Input for this task
· · · · · · ·
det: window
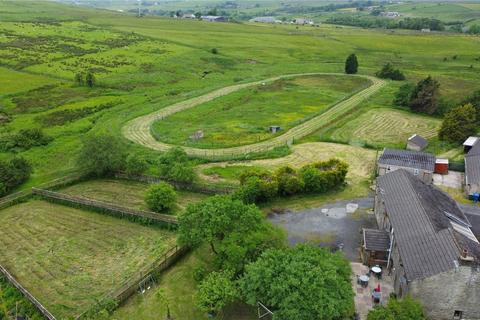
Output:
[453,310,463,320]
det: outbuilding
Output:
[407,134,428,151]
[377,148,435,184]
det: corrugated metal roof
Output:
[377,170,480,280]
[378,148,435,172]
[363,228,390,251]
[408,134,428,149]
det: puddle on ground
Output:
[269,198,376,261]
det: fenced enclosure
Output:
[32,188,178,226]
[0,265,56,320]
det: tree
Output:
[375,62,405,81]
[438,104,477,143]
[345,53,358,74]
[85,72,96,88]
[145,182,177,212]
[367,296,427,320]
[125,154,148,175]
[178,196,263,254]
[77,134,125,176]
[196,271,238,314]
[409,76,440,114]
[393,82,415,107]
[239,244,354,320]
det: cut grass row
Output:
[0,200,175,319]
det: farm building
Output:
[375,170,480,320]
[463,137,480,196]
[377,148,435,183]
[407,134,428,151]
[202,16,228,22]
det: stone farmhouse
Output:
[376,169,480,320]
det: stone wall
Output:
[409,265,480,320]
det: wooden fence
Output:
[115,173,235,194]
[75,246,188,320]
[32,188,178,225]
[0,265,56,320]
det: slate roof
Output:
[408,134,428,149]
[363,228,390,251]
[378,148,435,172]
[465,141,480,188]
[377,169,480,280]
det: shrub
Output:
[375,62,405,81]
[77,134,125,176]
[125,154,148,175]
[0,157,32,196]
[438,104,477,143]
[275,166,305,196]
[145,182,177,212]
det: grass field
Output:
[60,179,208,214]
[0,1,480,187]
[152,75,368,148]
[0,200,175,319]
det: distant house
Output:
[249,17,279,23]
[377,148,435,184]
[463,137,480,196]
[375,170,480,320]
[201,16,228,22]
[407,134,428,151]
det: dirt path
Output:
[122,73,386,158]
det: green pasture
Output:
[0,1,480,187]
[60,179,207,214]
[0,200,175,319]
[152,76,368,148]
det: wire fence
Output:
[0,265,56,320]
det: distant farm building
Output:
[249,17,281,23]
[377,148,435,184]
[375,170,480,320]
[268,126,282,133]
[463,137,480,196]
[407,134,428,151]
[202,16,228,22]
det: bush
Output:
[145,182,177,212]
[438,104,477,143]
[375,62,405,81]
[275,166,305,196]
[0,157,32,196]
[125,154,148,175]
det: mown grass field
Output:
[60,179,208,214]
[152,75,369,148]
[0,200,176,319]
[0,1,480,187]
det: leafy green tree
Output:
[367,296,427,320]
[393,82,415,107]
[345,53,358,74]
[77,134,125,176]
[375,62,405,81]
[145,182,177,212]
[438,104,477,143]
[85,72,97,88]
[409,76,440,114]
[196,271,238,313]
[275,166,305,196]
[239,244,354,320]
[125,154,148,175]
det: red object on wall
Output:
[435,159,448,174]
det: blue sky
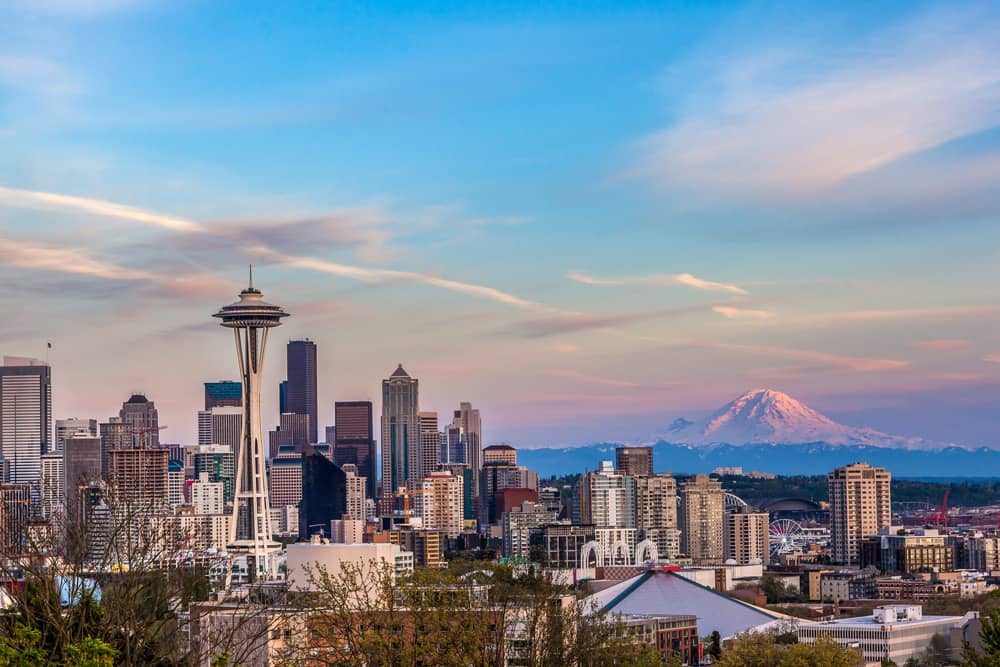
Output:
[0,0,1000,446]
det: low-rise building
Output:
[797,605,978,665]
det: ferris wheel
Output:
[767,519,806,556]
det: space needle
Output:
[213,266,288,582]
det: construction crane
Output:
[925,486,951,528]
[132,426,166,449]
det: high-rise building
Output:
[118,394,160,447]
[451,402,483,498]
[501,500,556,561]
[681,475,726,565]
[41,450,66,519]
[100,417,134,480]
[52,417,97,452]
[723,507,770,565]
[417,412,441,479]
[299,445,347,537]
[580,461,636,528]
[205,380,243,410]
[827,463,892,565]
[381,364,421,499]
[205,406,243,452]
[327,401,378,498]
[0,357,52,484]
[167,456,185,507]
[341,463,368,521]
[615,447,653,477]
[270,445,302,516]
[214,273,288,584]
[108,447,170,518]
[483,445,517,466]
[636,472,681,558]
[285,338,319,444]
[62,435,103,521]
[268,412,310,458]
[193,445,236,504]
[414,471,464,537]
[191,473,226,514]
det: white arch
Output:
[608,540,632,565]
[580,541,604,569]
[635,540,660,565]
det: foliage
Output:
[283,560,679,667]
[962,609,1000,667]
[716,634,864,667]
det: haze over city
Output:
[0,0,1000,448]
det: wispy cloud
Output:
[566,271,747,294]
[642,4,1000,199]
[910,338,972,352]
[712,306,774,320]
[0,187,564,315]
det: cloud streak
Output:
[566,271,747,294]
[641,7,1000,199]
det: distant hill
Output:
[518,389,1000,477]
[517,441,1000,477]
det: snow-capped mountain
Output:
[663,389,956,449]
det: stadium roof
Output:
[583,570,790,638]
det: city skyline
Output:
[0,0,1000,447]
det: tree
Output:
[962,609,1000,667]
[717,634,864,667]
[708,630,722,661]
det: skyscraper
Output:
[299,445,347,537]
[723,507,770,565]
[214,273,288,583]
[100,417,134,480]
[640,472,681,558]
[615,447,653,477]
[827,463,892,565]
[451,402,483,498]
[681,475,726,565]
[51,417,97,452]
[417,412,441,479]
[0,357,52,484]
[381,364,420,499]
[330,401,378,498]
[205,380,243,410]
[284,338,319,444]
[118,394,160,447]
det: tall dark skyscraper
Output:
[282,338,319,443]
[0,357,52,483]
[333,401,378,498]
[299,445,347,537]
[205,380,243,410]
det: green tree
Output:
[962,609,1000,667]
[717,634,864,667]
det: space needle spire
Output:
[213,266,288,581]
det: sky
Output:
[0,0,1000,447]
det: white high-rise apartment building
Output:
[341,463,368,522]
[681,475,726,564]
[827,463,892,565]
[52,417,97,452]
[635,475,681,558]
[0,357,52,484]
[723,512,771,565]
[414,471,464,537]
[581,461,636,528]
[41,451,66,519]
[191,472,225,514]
· · · · · · ·
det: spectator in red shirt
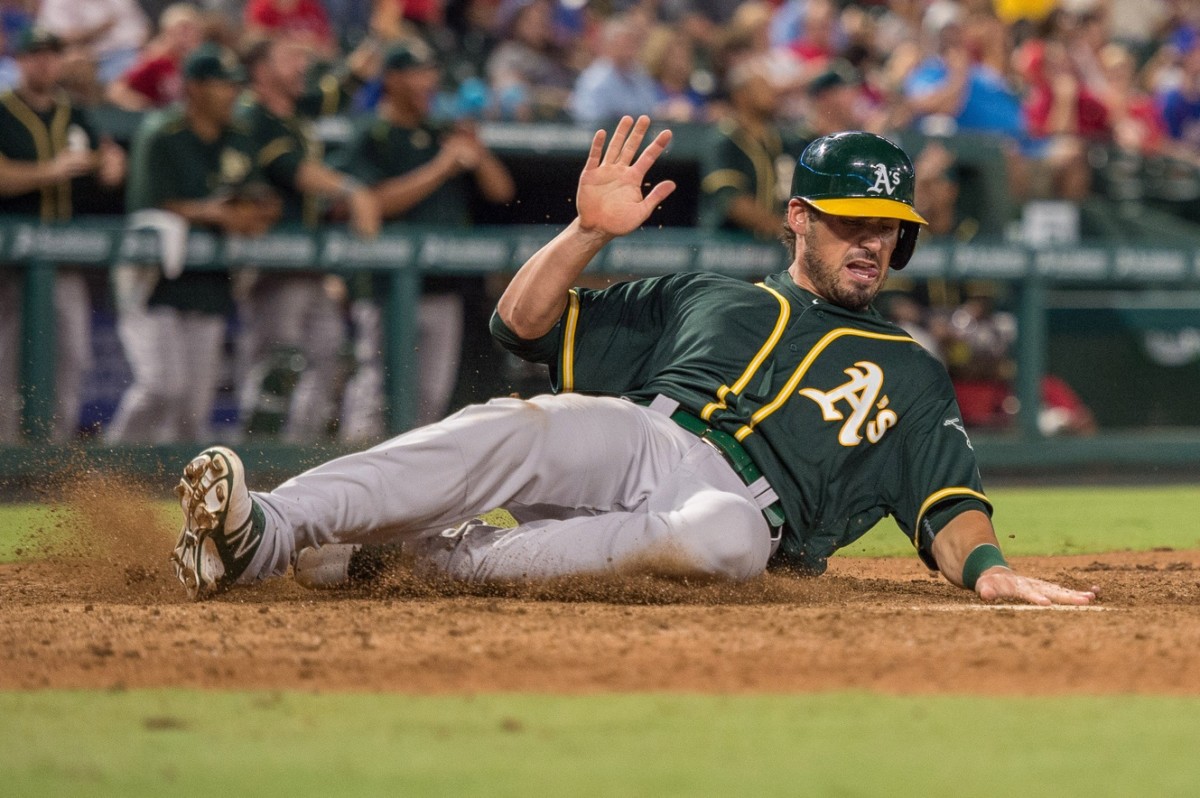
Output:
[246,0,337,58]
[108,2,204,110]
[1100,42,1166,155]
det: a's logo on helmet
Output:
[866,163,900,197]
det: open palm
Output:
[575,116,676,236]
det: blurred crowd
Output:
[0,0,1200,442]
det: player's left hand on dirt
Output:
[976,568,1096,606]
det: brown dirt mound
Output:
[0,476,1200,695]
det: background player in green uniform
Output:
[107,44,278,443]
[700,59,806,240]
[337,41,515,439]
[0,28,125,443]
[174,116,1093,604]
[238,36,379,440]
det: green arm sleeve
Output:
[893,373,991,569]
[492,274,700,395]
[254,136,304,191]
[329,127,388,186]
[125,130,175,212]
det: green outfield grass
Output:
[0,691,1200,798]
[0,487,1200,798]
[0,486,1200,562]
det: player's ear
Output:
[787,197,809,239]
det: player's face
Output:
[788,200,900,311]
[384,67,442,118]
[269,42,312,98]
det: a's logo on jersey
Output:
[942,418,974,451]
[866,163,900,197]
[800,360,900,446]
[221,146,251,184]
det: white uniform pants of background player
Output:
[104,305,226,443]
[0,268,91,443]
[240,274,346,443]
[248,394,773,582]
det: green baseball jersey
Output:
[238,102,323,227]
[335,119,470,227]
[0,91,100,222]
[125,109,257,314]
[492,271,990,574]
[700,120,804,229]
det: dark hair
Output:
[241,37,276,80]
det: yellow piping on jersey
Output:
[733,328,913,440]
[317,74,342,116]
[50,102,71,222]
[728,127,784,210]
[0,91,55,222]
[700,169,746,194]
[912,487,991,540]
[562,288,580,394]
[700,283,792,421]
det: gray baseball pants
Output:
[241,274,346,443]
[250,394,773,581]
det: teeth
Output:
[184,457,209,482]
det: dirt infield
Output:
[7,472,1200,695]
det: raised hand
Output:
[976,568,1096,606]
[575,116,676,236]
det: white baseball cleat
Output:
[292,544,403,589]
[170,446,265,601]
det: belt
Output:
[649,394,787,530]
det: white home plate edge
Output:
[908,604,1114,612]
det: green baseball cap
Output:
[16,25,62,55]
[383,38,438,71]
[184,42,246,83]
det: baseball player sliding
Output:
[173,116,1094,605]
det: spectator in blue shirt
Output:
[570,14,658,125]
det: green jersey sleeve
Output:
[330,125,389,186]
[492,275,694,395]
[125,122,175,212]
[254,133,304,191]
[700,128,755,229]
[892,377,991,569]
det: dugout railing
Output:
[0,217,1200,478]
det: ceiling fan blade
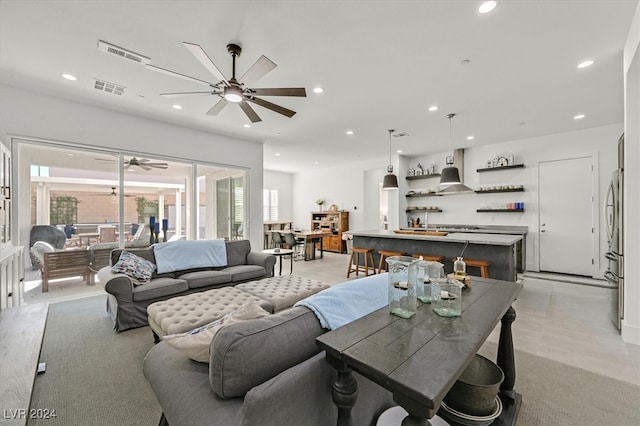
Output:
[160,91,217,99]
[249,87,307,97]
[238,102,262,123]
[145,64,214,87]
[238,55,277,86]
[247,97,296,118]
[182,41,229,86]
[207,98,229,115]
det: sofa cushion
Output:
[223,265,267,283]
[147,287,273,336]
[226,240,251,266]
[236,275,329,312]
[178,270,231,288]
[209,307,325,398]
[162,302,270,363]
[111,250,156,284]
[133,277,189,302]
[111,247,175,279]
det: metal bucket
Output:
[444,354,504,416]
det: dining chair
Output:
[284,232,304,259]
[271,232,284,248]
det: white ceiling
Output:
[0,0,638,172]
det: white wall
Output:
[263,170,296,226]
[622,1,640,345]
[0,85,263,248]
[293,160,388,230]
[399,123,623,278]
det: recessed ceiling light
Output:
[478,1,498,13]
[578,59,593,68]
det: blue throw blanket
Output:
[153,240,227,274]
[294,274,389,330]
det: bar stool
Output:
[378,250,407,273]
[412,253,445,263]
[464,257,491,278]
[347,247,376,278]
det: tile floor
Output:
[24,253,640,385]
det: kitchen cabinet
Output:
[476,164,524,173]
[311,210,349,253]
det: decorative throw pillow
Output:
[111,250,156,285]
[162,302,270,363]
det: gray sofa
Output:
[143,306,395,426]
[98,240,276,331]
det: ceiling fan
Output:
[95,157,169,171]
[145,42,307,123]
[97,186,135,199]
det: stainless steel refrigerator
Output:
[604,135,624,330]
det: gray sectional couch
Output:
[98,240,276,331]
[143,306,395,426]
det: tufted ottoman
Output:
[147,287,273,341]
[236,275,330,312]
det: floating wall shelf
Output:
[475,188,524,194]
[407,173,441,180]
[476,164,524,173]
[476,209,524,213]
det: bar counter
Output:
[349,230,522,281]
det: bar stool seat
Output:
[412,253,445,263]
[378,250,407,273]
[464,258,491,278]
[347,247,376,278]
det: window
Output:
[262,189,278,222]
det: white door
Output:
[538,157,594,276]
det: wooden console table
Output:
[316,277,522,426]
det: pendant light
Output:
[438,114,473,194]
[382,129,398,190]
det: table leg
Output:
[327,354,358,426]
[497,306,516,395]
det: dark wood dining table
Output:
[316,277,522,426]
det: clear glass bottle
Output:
· · · · · · ·
Exercise aim
Copy out the entries above without any changes, beginning with the line that contains "det: white ceiling" and ending with the line that contains "[604,135,624,330]", both included.

Final result
det: white ceiling
Output:
[0,0,638,172]
det: white wall
Output:
[263,170,296,226]
[622,1,640,345]
[0,85,263,248]
[293,160,388,230]
[399,123,623,278]
det: recessed ceiling light
Output:
[478,1,498,13]
[578,59,593,68]
det: blue throw blanket
Output:
[153,240,227,274]
[294,274,389,330]
det: bar stool
Output:
[378,250,407,273]
[412,253,445,263]
[464,257,491,278]
[347,247,376,278]
det: tile floor
Output:
[24,253,640,385]
det: kitchen cabinet
Output:
[476,164,524,173]
[311,210,349,253]
det: decorative throw pillow
Output:
[111,250,156,285]
[162,302,270,363]
det: gray sofa
Output:
[143,306,395,426]
[98,240,276,331]
det: ceiling fan
Output:
[95,157,169,171]
[145,42,307,123]
[97,186,135,199]
det: stainless steel refrigerator
Output:
[604,135,624,330]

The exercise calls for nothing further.